- WORK ITEM -
Exactly the lines from the start of the data through the line containing "Input query: black and yellow striped bee" should be output, with both ends kept and nothing added.

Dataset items
········

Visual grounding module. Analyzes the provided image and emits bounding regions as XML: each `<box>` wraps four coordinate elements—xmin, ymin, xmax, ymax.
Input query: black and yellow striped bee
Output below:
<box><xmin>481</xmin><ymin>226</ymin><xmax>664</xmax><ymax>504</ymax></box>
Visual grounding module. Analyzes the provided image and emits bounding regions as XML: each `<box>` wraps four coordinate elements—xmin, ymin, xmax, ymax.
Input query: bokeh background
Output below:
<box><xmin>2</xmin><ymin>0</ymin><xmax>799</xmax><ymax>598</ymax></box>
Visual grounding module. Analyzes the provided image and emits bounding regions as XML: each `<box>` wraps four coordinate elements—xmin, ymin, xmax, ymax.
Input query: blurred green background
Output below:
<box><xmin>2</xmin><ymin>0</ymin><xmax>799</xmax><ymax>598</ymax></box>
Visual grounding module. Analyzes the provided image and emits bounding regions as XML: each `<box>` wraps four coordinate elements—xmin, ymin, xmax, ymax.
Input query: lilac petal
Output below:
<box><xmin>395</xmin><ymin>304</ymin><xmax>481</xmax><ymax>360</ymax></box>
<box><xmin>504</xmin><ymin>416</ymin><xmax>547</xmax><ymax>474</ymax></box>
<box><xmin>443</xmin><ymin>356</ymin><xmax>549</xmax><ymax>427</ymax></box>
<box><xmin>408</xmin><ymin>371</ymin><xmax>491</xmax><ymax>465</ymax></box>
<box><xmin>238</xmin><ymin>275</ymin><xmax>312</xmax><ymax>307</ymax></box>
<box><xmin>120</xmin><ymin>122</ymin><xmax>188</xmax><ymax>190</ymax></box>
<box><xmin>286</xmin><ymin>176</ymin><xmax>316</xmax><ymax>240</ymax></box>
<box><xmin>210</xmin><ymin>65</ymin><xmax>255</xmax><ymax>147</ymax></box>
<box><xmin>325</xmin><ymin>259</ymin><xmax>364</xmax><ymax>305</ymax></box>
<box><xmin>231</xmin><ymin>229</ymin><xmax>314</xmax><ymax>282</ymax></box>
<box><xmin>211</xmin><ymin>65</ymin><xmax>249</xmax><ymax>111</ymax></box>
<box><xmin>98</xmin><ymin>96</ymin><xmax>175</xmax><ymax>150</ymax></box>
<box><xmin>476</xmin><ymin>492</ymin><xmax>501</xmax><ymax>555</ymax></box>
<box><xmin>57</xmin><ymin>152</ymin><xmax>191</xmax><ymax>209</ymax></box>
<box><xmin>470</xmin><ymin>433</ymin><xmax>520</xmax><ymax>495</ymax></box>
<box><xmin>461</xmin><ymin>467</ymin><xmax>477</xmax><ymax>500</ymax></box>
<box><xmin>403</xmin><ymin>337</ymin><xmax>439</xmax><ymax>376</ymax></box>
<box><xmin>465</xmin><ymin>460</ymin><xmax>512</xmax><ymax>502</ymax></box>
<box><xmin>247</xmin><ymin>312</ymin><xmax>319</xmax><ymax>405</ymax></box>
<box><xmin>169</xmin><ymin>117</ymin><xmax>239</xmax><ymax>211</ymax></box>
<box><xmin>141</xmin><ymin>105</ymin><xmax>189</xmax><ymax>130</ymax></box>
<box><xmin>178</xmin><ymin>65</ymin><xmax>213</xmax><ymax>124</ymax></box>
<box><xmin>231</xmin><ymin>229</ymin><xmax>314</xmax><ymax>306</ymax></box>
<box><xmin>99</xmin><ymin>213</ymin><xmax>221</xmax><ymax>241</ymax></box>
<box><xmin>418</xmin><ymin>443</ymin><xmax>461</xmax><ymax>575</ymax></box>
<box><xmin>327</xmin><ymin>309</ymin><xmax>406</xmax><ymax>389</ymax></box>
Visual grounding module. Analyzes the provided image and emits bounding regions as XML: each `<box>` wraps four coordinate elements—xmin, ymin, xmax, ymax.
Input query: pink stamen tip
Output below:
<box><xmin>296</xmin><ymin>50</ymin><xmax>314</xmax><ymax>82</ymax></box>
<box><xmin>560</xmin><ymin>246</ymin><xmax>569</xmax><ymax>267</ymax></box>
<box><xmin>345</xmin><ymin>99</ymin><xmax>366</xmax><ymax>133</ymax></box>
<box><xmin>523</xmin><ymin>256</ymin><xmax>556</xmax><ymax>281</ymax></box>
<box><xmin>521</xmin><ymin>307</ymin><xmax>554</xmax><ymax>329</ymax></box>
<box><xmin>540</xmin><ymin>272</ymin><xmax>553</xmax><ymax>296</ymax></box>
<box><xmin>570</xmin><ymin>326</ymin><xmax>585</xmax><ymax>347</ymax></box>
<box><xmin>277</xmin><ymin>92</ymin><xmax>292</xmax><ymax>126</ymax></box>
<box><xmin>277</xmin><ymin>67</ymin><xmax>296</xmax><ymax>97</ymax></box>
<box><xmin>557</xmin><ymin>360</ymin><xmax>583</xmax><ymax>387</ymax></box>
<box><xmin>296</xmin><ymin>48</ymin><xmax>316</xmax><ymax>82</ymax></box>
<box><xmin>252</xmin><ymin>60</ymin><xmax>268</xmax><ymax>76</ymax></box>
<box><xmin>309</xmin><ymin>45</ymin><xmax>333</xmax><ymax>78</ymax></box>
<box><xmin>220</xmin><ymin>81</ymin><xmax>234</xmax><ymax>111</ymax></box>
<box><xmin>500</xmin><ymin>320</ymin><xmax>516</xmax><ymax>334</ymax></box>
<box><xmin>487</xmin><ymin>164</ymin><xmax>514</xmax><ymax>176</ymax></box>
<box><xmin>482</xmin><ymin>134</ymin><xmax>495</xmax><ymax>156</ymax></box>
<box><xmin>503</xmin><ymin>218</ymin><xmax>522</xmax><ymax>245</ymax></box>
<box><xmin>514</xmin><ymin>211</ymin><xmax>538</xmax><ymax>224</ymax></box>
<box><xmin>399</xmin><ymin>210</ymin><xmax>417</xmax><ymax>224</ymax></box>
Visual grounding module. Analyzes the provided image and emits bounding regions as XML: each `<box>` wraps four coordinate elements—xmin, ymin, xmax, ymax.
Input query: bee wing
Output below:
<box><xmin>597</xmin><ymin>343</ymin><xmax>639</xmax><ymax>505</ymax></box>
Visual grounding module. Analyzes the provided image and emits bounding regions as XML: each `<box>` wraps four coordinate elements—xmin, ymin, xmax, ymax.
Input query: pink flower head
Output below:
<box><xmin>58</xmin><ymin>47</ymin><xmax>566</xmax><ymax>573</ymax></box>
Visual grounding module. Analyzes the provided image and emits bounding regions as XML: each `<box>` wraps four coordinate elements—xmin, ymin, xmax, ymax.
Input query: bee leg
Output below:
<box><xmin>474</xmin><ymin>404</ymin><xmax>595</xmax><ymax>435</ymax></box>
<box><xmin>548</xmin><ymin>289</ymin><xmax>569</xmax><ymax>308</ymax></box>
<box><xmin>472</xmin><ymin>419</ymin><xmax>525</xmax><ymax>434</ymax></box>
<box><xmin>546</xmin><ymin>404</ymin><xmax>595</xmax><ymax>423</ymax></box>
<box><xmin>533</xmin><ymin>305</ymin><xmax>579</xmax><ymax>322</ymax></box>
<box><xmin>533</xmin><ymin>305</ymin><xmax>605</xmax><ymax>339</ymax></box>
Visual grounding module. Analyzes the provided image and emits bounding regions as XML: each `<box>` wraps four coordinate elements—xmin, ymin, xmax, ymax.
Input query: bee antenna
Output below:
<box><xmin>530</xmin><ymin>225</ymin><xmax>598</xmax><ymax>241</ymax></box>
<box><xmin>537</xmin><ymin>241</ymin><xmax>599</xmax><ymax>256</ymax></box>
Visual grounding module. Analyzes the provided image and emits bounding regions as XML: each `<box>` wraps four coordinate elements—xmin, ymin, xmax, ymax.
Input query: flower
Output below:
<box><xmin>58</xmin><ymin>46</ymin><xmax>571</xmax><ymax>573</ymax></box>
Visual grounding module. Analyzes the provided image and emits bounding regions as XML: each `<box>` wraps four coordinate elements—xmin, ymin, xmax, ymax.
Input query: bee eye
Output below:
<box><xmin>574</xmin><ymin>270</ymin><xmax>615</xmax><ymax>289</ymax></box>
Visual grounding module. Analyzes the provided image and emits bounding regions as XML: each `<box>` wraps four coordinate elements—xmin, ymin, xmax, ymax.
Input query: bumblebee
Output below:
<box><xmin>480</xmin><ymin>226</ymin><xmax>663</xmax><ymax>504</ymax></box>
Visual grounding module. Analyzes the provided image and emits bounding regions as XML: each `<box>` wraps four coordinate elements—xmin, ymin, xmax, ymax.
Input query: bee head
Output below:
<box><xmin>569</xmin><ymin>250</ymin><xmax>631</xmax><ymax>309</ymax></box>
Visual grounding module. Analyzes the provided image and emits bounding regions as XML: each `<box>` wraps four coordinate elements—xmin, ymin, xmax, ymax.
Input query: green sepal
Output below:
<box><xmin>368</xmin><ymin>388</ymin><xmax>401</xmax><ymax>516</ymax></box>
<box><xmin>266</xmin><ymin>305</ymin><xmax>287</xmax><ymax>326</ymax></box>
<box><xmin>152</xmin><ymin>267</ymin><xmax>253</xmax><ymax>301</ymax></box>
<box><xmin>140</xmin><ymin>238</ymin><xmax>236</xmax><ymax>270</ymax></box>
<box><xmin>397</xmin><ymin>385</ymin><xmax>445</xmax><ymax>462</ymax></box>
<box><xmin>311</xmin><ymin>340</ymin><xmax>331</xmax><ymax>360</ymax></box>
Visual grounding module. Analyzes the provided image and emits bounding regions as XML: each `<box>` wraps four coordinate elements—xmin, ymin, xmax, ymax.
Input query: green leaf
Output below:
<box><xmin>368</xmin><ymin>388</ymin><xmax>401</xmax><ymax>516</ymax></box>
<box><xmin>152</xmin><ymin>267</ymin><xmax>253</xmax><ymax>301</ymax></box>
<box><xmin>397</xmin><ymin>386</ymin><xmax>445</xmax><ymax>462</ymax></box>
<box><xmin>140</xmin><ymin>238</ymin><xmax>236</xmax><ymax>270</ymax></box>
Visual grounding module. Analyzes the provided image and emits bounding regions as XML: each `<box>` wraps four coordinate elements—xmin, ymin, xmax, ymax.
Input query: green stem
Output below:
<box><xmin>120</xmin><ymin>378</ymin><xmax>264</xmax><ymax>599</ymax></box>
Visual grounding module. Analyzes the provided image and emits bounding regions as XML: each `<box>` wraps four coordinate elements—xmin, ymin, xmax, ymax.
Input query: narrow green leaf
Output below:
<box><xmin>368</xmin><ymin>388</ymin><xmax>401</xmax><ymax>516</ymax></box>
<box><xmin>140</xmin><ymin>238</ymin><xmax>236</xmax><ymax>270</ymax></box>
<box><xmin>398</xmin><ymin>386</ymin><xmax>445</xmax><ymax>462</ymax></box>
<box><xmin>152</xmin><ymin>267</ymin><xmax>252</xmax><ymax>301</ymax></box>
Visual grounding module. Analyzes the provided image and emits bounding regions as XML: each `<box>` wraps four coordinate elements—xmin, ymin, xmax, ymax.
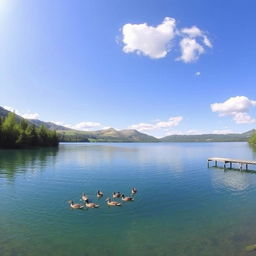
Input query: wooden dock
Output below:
<box><xmin>208</xmin><ymin>157</ymin><xmax>256</xmax><ymax>170</ymax></box>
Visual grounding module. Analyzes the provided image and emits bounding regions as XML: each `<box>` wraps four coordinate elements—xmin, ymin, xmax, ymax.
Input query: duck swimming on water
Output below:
<box><xmin>121</xmin><ymin>194</ymin><xmax>134</xmax><ymax>201</ymax></box>
<box><xmin>85</xmin><ymin>199</ymin><xmax>100</xmax><ymax>208</ymax></box>
<box><xmin>131</xmin><ymin>188</ymin><xmax>137</xmax><ymax>195</ymax></box>
<box><xmin>105</xmin><ymin>198</ymin><xmax>121</xmax><ymax>206</ymax></box>
<box><xmin>68</xmin><ymin>201</ymin><xmax>84</xmax><ymax>209</ymax></box>
<box><xmin>97</xmin><ymin>190</ymin><xmax>103</xmax><ymax>198</ymax></box>
<box><xmin>112</xmin><ymin>192</ymin><xmax>121</xmax><ymax>198</ymax></box>
<box><xmin>81</xmin><ymin>193</ymin><xmax>89</xmax><ymax>201</ymax></box>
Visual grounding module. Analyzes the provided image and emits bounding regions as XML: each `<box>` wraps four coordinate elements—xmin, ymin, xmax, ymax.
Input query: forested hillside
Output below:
<box><xmin>0</xmin><ymin>113</ymin><xmax>59</xmax><ymax>149</ymax></box>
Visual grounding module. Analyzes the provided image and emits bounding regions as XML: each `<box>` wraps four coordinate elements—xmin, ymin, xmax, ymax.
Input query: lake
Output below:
<box><xmin>1</xmin><ymin>142</ymin><xmax>256</xmax><ymax>256</ymax></box>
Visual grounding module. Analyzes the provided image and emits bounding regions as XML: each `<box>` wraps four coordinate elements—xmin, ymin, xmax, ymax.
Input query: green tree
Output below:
<box><xmin>38</xmin><ymin>125</ymin><xmax>50</xmax><ymax>146</ymax></box>
<box><xmin>0</xmin><ymin>116</ymin><xmax>3</xmax><ymax>146</ymax></box>
<box><xmin>1</xmin><ymin>113</ymin><xmax>19</xmax><ymax>148</ymax></box>
<box><xmin>25</xmin><ymin>125</ymin><xmax>38</xmax><ymax>146</ymax></box>
<box><xmin>249</xmin><ymin>132</ymin><xmax>256</xmax><ymax>145</ymax></box>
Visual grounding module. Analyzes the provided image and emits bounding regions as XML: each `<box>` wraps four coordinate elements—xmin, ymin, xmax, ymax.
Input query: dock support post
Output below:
<box><xmin>224</xmin><ymin>162</ymin><xmax>226</xmax><ymax>169</ymax></box>
<box><xmin>230</xmin><ymin>162</ymin><xmax>232</xmax><ymax>169</ymax></box>
<box><xmin>246</xmin><ymin>164</ymin><xmax>248</xmax><ymax>170</ymax></box>
<box><xmin>207</xmin><ymin>160</ymin><xmax>209</xmax><ymax>168</ymax></box>
<box><xmin>215</xmin><ymin>161</ymin><xmax>217</xmax><ymax>167</ymax></box>
<box><xmin>240</xmin><ymin>163</ymin><xmax>243</xmax><ymax>171</ymax></box>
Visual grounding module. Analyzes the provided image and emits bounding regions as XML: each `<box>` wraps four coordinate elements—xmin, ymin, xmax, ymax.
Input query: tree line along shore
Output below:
<box><xmin>0</xmin><ymin>113</ymin><xmax>59</xmax><ymax>149</ymax></box>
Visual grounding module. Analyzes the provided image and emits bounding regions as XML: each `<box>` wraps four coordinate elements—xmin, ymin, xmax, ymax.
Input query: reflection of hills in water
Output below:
<box><xmin>57</xmin><ymin>143</ymin><xmax>188</xmax><ymax>171</ymax></box>
<box><xmin>0</xmin><ymin>148</ymin><xmax>58</xmax><ymax>180</ymax></box>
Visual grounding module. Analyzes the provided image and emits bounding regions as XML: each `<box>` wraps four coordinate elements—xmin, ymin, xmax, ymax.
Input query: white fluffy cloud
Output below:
<box><xmin>129</xmin><ymin>116</ymin><xmax>183</xmax><ymax>132</ymax></box>
<box><xmin>121</xmin><ymin>18</ymin><xmax>212</xmax><ymax>63</ymax></box>
<box><xmin>181</xmin><ymin>26</ymin><xmax>203</xmax><ymax>37</ymax></box>
<box><xmin>203</xmin><ymin>36</ymin><xmax>212</xmax><ymax>48</ymax></box>
<box><xmin>4</xmin><ymin>106</ymin><xmax>39</xmax><ymax>119</ymax></box>
<box><xmin>195</xmin><ymin>71</ymin><xmax>201</xmax><ymax>76</ymax></box>
<box><xmin>51</xmin><ymin>121</ymin><xmax>102</xmax><ymax>131</ymax></box>
<box><xmin>165</xmin><ymin>129</ymin><xmax>235</xmax><ymax>136</ymax></box>
<box><xmin>72</xmin><ymin>122</ymin><xmax>101</xmax><ymax>131</ymax></box>
<box><xmin>232</xmin><ymin>113</ymin><xmax>255</xmax><ymax>124</ymax></box>
<box><xmin>177</xmin><ymin>38</ymin><xmax>204</xmax><ymax>63</ymax></box>
<box><xmin>211</xmin><ymin>96</ymin><xmax>256</xmax><ymax>124</ymax></box>
<box><xmin>22</xmin><ymin>113</ymin><xmax>40</xmax><ymax>119</ymax></box>
<box><xmin>102</xmin><ymin>126</ymin><xmax>112</xmax><ymax>130</ymax></box>
<box><xmin>51</xmin><ymin>121</ymin><xmax>71</xmax><ymax>128</ymax></box>
<box><xmin>129</xmin><ymin>123</ymin><xmax>154</xmax><ymax>131</ymax></box>
<box><xmin>4</xmin><ymin>106</ymin><xmax>15</xmax><ymax>112</ymax></box>
<box><xmin>165</xmin><ymin>129</ymin><xmax>202</xmax><ymax>136</ymax></box>
<box><xmin>212</xmin><ymin>129</ymin><xmax>234</xmax><ymax>134</ymax></box>
<box><xmin>177</xmin><ymin>26</ymin><xmax>212</xmax><ymax>63</ymax></box>
<box><xmin>122</xmin><ymin>17</ymin><xmax>176</xmax><ymax>59</ymax></box>
<box><xmin>181</xmin><ymin>26</ymin><xmax>212</xmax><ymax>47</ymax></box>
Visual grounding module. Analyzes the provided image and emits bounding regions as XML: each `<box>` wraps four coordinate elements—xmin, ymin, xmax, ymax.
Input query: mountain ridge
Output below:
<box><xmin>0</xmin><ymin>106</ymin><xmax>255</xmax><ymax>142</ymax></box>
<box><xmin>57</xmin><ymin>127</ymin><xmax>159</xmax><ymax>142</ymax></box>
<box><xmin>0</xmin><ymin>106</ymin><xmax>158</xmax><ymax>142</ymax></box>
<box><xmin>160</xmin><ymin>130</ymin><xmax>256</xmax><ymax>142</ymax></box>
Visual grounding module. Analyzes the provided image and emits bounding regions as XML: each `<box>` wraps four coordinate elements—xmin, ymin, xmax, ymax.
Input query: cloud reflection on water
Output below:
<box><xmin>211</xmin><ymin>168</ymin><xmax>256</xmax><ymax>191</ymax></box>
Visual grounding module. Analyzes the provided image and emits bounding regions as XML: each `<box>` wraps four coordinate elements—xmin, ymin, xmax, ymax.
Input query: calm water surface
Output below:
<box><xmin>1</xmin><ymin>142</ymin><xmax>256</xmax><ymax>256</ymax></box>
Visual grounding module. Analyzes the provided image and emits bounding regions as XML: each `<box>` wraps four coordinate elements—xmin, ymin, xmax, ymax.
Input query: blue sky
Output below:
<box><xmin>0</xmin><ymin>0</ymin><xmax>256</xmax><ymax>137</ymax></box>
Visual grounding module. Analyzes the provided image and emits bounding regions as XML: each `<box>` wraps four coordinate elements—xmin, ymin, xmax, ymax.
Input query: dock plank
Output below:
<box><xmin>208</xmin><ymin>157</ymin><xmax>256</xmax><ymax>165</ymax></box>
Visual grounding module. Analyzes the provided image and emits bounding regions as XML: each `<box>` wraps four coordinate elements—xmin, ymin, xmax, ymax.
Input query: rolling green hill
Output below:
<box><xmin>0</xmin><ymin>106</ymin><xmax>158</xmax><ymax>142</ymax></box>
<box><xmin>1</xmin><ymin>106</ymin><xmax>255</xmax><ymax>143</ymax></box>
<box><xmin>57</xmin><ymin>128</ymin><xmax>159</xmax><ymax>142</ymax></box>
<box><xmin>160</xmin><ymin>130</ymin><xmax>256</xmax><ymax>142</ymax></box>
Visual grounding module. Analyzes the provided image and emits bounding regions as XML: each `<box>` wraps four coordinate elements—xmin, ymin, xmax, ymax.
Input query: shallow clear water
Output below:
<box><xmin>1</xmin><ymin>142</ymin><xmax>256</xmax><ymax>256</ymax></box>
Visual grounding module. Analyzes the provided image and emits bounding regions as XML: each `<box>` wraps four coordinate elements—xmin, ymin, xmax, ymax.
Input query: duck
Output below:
<box><xmin>121</xmin><ymin>194</ymin><xmax>134</xmax><ymax>201</ymax></box>
<box><xmin>131</xmin><ymin>188</ymin><xmax>137</xmax><ymax>195</ymax></box>
<box><xmin>68</xmin><ymin>200</ymin><xmax>84</xmax><ymax>209</ymax></box>
<box><xmin>105</xmin><ymin>198</ymin><xmax>121</xmax><ymax>206</ymax></box>
<box><xmin>81</xmin><ymin>193</ymin><xmax>89</xmax><ymax>201</ymax></box>
<box><xmin>97</xmin><ymin>190</ymin><xmax>103</xmax><ymax>198</ymax></box>
<box><xmin>84</xmin><ymin>199</ymin><xmax>100</xmax><ymax>208</ymax></box>
<box><xmin>112</xmin><ymin>192</ymin><xmax>121</xmax><ymax>198</ymax></box>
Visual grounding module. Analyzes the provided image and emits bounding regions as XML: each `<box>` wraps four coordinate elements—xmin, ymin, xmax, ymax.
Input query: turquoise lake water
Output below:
<box><xmin>1</xmin><ymin>142</ymin><xmax>256</xmax><ymax>256</ymax></box>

········

- RESPONSE BOX -
Visual grounding module. Analyzes the provided image and emits bounding regions as XML: each `<box>` wraps four coordinate elements—xmin, ymin, xmax, ymax.
Input query: black and yellow striped bee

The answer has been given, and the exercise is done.